◆ Your instructions ◆
Below are the entries; transcribe them exactly and drop every picture.

Segment Start: Information

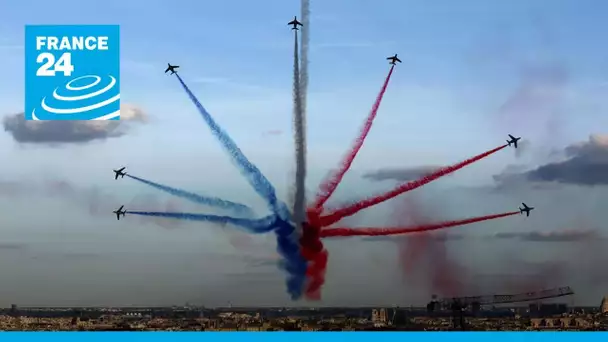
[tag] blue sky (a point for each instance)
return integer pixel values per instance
(462, 61)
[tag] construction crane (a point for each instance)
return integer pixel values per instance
(459, 304)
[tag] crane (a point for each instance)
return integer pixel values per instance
(459, 304)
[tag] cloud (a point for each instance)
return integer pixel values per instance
(7, 246)
(273, 132)
(64, 132)
(399, 174)
(551, 236)
(587, 164)
(92, 199)
(437, 237)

Segment End: Information

◆ Response to this task ◆
[tag] blue sky (a point for each instance)
return integer pixel values per instance
(462, 61)
[tag] construction crane (a point for each instance)
return integer pixel values per instance
(459, 304)
[tag] crane (a point for each instance)
return integer pixel values per instance
(459, 304)
[tag] cloud (a point for each instance)
return integer pixel values per instance
(7, 246)
(273, 132)
(64, 132)
(399, 174)
(551, 236)
(587, 164)
(92, 199)
(437, 237)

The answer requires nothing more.